● **Work required**
Only the lines from the line containing "Where can you see the blue blazer" to the end of the entries should be repeated, exactly as they appear.

● **Provided information**
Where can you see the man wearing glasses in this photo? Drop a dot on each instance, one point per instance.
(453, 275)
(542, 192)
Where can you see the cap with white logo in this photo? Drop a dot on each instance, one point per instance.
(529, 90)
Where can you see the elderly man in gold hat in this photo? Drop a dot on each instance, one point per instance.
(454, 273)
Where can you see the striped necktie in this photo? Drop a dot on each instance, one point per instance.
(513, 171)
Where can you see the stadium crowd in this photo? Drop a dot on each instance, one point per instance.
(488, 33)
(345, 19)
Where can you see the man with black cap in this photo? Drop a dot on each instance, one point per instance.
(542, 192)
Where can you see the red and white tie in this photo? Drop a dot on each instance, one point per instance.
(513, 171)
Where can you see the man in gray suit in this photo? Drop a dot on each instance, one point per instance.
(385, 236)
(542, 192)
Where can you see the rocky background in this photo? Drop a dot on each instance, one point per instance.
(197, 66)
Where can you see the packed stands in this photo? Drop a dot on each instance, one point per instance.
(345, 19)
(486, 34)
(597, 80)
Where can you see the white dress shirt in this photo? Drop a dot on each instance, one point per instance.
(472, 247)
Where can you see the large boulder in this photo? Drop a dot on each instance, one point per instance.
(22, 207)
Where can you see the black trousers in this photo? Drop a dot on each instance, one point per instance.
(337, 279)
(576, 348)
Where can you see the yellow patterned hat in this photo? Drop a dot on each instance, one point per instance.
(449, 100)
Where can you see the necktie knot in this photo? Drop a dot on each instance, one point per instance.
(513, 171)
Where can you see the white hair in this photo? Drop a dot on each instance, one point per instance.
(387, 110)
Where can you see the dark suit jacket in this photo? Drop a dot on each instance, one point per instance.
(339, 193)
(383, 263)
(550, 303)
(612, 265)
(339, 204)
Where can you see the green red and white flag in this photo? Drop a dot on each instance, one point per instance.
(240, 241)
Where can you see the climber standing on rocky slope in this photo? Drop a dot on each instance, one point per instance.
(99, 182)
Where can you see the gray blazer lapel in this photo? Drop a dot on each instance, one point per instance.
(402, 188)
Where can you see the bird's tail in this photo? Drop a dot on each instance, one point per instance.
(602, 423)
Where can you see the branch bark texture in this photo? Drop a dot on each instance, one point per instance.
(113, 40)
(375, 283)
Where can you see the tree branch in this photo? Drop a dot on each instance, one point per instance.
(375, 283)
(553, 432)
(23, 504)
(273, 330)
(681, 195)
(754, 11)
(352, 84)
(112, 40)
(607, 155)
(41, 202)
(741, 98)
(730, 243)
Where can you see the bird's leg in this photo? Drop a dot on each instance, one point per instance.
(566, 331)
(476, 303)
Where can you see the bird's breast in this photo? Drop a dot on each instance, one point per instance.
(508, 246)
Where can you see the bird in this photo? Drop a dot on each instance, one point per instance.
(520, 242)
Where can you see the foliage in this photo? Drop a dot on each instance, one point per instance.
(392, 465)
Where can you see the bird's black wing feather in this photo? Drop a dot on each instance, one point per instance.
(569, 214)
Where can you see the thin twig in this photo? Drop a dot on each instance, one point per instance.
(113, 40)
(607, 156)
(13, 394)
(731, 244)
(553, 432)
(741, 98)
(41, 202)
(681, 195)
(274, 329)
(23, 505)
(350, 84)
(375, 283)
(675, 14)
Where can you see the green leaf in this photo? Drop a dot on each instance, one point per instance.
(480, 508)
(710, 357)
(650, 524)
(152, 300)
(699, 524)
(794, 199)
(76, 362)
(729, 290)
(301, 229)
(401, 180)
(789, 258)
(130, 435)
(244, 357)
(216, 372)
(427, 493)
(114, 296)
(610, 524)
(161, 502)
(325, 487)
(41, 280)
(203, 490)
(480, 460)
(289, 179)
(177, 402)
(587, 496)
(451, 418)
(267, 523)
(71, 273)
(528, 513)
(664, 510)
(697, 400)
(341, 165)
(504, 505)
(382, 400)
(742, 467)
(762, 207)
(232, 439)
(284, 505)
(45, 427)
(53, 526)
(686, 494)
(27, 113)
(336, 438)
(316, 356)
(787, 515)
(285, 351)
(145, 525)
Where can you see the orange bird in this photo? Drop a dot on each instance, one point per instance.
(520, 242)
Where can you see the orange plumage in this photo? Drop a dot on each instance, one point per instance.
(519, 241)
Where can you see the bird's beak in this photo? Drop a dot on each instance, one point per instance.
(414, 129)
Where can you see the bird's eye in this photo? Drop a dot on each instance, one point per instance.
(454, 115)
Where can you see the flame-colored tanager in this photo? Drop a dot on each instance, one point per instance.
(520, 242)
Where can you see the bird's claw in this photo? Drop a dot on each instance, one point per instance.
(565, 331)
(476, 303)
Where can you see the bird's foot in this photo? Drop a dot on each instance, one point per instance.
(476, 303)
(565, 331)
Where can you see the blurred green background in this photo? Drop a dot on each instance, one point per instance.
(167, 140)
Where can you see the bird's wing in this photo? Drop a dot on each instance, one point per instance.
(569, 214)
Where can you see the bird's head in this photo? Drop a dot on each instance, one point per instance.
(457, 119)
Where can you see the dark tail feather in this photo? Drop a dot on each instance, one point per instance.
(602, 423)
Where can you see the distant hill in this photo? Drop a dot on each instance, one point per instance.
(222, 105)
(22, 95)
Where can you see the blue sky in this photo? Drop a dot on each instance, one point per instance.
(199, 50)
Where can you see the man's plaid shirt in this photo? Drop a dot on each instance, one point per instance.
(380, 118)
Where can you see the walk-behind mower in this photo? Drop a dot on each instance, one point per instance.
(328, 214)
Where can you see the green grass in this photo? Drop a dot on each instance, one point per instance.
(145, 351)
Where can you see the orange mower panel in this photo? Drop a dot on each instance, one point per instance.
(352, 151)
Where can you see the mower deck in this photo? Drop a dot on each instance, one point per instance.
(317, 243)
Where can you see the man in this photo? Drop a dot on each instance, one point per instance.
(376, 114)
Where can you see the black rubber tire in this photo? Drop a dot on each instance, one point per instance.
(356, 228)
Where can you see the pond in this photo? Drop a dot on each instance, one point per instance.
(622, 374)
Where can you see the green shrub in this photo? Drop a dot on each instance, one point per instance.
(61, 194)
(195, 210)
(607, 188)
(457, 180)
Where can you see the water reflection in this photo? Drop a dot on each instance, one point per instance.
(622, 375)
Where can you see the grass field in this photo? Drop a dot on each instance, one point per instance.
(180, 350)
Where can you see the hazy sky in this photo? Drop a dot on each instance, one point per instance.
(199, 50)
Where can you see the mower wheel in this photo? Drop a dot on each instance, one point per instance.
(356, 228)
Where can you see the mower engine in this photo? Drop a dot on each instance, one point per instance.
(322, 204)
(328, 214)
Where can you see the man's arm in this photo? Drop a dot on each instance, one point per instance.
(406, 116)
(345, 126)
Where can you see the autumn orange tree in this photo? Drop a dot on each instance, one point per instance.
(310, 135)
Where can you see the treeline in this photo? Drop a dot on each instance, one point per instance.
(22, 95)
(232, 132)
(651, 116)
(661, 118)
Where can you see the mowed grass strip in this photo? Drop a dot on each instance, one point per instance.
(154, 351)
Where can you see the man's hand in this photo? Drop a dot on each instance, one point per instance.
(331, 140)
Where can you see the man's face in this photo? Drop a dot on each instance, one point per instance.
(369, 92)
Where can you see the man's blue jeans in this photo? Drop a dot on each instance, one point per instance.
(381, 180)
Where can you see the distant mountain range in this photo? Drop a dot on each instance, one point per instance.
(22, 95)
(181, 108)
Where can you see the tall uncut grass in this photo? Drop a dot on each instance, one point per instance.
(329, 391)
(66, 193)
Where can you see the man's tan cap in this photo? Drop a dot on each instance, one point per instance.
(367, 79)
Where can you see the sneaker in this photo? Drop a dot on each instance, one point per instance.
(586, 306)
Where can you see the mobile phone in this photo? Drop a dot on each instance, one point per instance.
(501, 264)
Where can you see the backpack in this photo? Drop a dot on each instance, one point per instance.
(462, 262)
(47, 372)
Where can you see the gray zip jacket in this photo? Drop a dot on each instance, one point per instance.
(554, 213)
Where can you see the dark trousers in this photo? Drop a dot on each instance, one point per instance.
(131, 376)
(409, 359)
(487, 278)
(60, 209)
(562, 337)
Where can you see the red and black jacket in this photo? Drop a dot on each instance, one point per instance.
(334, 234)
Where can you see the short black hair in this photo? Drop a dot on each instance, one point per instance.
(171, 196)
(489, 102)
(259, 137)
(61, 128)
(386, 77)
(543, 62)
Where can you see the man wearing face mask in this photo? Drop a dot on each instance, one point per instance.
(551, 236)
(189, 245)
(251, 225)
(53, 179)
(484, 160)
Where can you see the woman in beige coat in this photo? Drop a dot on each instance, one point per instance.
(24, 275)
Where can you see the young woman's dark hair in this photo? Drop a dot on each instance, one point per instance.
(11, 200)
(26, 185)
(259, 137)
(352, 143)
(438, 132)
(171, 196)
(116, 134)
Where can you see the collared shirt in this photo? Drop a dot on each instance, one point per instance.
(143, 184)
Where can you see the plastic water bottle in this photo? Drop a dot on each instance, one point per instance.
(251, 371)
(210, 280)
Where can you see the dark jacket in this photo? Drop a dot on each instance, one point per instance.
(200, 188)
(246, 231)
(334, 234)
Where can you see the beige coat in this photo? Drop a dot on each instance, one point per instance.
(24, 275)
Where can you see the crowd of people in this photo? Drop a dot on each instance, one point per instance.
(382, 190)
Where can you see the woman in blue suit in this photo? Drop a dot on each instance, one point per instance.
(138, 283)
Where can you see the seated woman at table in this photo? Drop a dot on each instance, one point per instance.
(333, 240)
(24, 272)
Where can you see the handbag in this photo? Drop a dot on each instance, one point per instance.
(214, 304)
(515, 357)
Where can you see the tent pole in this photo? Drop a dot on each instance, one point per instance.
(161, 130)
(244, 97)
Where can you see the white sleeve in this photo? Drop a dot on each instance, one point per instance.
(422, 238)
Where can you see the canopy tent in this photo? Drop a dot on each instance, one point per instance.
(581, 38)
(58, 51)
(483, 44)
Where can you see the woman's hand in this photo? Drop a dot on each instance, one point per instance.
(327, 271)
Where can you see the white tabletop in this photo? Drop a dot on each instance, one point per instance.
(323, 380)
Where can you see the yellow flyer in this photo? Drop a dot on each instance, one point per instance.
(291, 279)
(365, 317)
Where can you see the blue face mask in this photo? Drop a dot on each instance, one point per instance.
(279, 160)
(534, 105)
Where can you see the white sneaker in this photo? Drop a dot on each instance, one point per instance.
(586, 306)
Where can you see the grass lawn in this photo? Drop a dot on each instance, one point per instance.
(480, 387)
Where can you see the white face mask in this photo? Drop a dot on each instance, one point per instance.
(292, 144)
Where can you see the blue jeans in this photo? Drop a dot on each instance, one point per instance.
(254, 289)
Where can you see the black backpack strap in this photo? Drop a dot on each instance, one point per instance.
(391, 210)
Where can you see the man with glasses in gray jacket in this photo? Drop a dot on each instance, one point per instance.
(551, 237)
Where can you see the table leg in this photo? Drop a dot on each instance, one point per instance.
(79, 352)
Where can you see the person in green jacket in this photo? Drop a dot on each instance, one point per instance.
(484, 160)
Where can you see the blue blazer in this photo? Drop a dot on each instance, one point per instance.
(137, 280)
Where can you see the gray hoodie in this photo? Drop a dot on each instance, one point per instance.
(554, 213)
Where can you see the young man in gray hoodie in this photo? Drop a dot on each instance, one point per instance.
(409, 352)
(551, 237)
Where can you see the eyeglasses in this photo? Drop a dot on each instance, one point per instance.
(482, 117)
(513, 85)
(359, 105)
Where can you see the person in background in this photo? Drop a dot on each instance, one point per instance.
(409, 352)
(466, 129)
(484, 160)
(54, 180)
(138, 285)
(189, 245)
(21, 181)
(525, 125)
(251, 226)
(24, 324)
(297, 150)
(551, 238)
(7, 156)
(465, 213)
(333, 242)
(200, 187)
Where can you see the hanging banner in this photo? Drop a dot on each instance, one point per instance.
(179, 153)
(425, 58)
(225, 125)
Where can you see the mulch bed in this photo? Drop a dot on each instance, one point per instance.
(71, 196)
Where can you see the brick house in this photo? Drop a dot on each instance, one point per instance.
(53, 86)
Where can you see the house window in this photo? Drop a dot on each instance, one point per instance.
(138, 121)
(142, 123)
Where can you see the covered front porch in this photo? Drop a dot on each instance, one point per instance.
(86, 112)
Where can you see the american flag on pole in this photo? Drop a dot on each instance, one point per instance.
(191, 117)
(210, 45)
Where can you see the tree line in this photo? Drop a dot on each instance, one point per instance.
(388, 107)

● **Reply**
Where can you see the blue blazer in this photo? Drop a dot on each instance, one point per instance.
(137, 280)
Where can you see the gray hoodie in this photo? Drop a dot on each instance, one point per instance.
(554, 213)
Where can you see the young man in gray hoodie in this photo? Drop a dot on each instance, one point per instance.
(409, 352)
(551, 237)
Where can you see the eyeglasses in this photo? Drop a dot on each instance, one point per instance.
(482, 117)
(513, 85)
(359, 105)
Where can you see the person in background in this photo? Drop a dot on each instance, one point per instance.
(409, 352)
(466, 129)
(484, 160)
(54, 180)
(138, 285)
(189, 245)
(21, 181)
(525, 125)
(251, 226)
(24, 324)
(297, 150)
(551, 238)
(7, 156)
(465, 213)
(333, 242)
(200, 187)
Where can you see the hanging banner in this photo? Drop a dot on each instance, one point per instance.
(179, 153)
(425, 58)
(225, 125)
Where can you see the mulch bed in this photo? Drop a dot on each instance, one point per instance.
(71, 196)
Where can you see the brick house in this photo? Drop a dot on each instance, one point per instance.
(53, 86)
Where can you see the house window in this photo? Drop a dot on each instance, one point per instance.
(138, 121)
(142, 123)
Where can you see the covered front porch in this photo? Drop a dot on each instance, one point per instance.
(86, 112)
Where can you see the american flag on pole in this photo? Drop a dot on each instance, one point per instance.
(191, 117)
(210, 45)
Where can you see the tree line in this photo? Drop a dot on each instance, one point per instance.
(388, 107)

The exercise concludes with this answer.